Raw records -
%%
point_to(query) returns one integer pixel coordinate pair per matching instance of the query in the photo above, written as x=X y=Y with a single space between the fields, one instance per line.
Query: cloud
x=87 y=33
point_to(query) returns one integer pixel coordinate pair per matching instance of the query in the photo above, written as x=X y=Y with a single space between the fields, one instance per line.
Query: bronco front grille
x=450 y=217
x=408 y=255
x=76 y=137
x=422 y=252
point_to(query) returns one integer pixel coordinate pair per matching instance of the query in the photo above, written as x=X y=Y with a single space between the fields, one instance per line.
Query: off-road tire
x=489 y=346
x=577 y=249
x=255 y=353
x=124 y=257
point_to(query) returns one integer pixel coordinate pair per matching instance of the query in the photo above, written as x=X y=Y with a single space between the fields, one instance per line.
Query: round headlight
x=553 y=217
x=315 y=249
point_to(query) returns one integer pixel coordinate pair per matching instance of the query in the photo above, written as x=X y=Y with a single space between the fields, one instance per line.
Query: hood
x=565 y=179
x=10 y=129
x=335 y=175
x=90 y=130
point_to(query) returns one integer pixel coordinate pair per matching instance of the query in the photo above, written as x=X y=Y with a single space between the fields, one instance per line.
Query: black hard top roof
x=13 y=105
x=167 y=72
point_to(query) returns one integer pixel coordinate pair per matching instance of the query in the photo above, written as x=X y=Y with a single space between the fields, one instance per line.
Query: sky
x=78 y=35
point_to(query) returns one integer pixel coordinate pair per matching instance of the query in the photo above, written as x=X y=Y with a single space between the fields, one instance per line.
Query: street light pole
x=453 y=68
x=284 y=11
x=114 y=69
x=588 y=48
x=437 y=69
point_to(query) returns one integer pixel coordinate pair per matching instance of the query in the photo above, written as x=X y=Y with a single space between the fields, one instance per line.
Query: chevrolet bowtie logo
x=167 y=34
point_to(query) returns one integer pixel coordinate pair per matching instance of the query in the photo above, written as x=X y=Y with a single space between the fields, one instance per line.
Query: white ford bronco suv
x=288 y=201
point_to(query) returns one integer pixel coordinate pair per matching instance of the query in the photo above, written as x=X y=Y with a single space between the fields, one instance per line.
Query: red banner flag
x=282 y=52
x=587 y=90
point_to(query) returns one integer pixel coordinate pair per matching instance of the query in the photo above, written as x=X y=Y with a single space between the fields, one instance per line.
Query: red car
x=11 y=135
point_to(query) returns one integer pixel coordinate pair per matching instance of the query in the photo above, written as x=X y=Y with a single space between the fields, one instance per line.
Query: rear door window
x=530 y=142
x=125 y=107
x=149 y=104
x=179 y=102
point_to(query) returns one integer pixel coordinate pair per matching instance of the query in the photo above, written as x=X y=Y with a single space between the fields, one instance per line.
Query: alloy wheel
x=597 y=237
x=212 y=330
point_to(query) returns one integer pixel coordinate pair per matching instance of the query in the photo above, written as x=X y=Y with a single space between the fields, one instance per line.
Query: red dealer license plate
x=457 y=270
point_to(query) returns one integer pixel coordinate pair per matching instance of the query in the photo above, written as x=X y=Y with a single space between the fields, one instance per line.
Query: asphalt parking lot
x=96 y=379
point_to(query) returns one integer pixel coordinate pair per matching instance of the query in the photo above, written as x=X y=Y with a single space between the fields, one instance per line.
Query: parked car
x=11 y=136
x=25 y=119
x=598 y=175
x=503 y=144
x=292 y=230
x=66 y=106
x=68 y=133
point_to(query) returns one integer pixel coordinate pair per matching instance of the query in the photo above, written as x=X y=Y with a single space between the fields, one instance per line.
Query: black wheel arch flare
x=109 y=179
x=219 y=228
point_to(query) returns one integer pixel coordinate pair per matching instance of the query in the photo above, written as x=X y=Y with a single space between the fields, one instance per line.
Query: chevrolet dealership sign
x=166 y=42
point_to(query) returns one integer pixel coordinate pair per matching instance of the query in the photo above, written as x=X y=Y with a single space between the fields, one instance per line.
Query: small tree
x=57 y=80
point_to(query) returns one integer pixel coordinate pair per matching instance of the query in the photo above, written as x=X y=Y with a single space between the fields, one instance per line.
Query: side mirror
%%
Print the material above line for line, with no changes at all.

point_to(query) returns one integer pixel coordinate pair per matching instance of the query in the photo above, written as x=X y=Y with a single space between the fields, one instance per line.
Query: cloud
x=87 y=33
point_to(query) returns one integer pixel coordinate pair per matching instance of the query in the photo above, written as x=X y=Y with a single space between the fields, one instance per line.
Query: bronco front grille
x=450 y=217
x=408 y=255
x=76 y=137
x=422 y=252
point_to(query) returns one integer pixel coordinate pair per matching instance of the query in the photo above, written as x=X y=Y with a single space between the fields, one instance per line.
Query: off-road tire
x=489 y=346
x=577 y=249
x=255 y=353
x=124 y=257
point_to(query) returns one integer pixel coordinate pair per matching instance of the query in the photo above, written as x=X y=Y with a single space between the fields, one instance per line.
Query: round headlight
x=553 y=217
x=315 y=249
point_to(query) returns one integer pixel coordinate pair per matching instance of the query in the photo above, written as x=X y=Y with a single space between the fields, one instance per line.
Query: hood
x=565 y=179
x=10 y=129
x=335 y=175
x=90 y=130
point_to(query) returns one integer pixel coordinate pair per matching instance of the query in the photo above, written as x=X y=Y with a single space between the fields, one instance per line.
Query: black hard top roof
x=13 y=105
x=167 y=72
point_to(query) returns one integer pixel coordinate pair per matching instance of the query in the photo above, written as x=X y=Y with a single space between the fields, one instance per line.
Query: sky
x=78 y=35
point_to(query) returns one integer pixel coordinate pair per matching instance of the query in the photo above, written as x=X y=Y with a single space between the fields, one instance per line.
Query: street light pole
x=453 y=68
x=284 y=11
x=114 y=69
x=588 y=48
x=437 y=69
point_to(query) returns one integer pixel coordinate pair per matching instance of the query in the photo above, written as x=X y=Y with a single space between the fields, one instance per line.
Query: chevrolet bowtie logo
x=167 y=34
point_to(query) returns one integer pixel coordinate pair per matching instance of the query in the photo above, written as x=X y=Y with a single space between the fields, one instance per line.
Query: white ford bronco suv
x=288 y=201
point_to(query) returns one integer pixel coordinate pair per matching instance of the query in the photo above, written as x=X y=Y with a single space between the fields, one instance per line.
Query: red banner flag
x=282 y=52
x=587 y=90
point_to(query) returns one integer pixel coordinate pair per matching instance of the query in the photo above, written as x=X y=Y with a single space between the fields, one instance per line.
Query: red car
x=11 y=135
point_to(query) returns one integer pixel coordinate pair per matching instance of the query in the photo above, written as x=X y=Y with a single space between the fields, one instance per line.
Query: rear door window
x=530 y=142
x=125 y=107
x=149 y=104
x=179 y=102
point_to(query) returns one integer pixel coordinate pair per matching instance of the query in the photo above, written as x=X y=Y with a single space between the fields, one instance per line.
Query: alloy wheel
x=597 y=237
x=212 y=330
point_to(query) returns one integer pixel coordinate pair per matching instance of the query in the photo above, written as x=X y=Y with a single space between the fields, one instance per line.
Query: red dealer license plate
x=457 y=270
point_to(query) returns one integer pixel coordinate pair per matching instance of the query in the photo above, written as x=X y=Y with a single space between the fields, one instance per line.
Query: asphalt parking lot
x=96 y=379
point_to(query) returns one integer pixel coordinate pair per matching instance of the query in the photo above, written as x=X y=Y with a single space between the fields, one instance per line.
Query: parked car
x=11 y=136
x=25 y=119
x=598 y=175
x=503 y=144
x=292 y=230
x=66 y=106
x=68 y=133
point_to(query) returns one integer pixel coordinate pair per matching instance of the query in the photo above, written as x=X y=Y with a single space between the fields, one instance per line.
Query: black wheel arch flare
x=109 y=179
x=219 y=228
point_to(query) returns one integer pixel coordinate pair per matching instance of the query in the photo above, written as x=X y=Y with a single space between the fields, one instance per line.
Query: chevrolet dealership sign
x=166 y=42
point_to(query) returns one integer pixel coordinate pair per matching instance of the query in the photo above, written as x=X y=Y with a single space between the fields, one instance per line.
Query: small tree
x=57 y=80
point_to(query) returns one integer pixel coordinate pair per matching instance of the query in the photo above, written as x=X y=Y with a single space between the fields, one instance per line.
Query: side mirror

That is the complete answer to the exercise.